** Excerpted text **
If we look on our life, in the several periods of it, we
shall find it a heap of vanities. "Childhood and youth are vanity" (Eccles
11:10). We come into the world the most helpless of all animals:
young birds and beasts can do something for themselves, but infant man is
altogether unable to help himself. Our childhood is spent in pitiful trifling
pleasures, which become the scorn of our afterthoughts. Youth is a flower that
soon withers, a blossom that quickly falls off; it is a space of time in which
we are rash, foolish, and inconsiderate, pleasing ourselves with a variety of
vanities, and swimming as it were through a flood of them. But before we are
aware it is past, and we are, in middle age, encompassed with a thick cloud of
cares, through which we must grope; and finding ourselves beset with pricking
thorns of difficulties, through them we must force our way, to accomplish the
projects and contrivances of our riper thoughts. The more we solace ourselves
in any earthly enjoyment we attain to, the more bitterness do we find in
parting with it. Then comes old age, attended with its own train of
infirmities, labour, and sorrow (Ps 90:10), and sets us down next door to the grave. In a word,
"All flesh is grass" (Isa 40:6). Every stage or period of life is vanity. "Man at his
best state," his middle age, when the heat of youth is spent, and the sorrows
of old age have not yet overtaken him, "is altogether vanity" (Ps
39:5).
Death carries off some in the bud of childhood, others in the blossom of youth,
and others when they are come to their fruit; few are left standing, till, like
ripe corn, they forsake the ground; all die one time or other.

** Dataset content **

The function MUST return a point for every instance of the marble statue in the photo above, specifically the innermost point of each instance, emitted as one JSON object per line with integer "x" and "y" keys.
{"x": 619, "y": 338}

** Task instructions **
A – Which scripture references appear in parentheses in the passage on the vanity of life?
B – Can you revise the passage on the vanity of life, starting at the words that have "Death carries off" and stopping after "time or other.", with "ripe corn" changed to "ripe wheat"?

** Solutions by task **
A – Eccles 11:10, Ps 90:10, Isa 40:6, Ps 39:5

B –
Death carries off some in the bud of childhood, others in the blossom of youth,
and others when they are come to their fruit; few are left standing, till, like
ripe wheat, they forsake the ground; all die one time or other.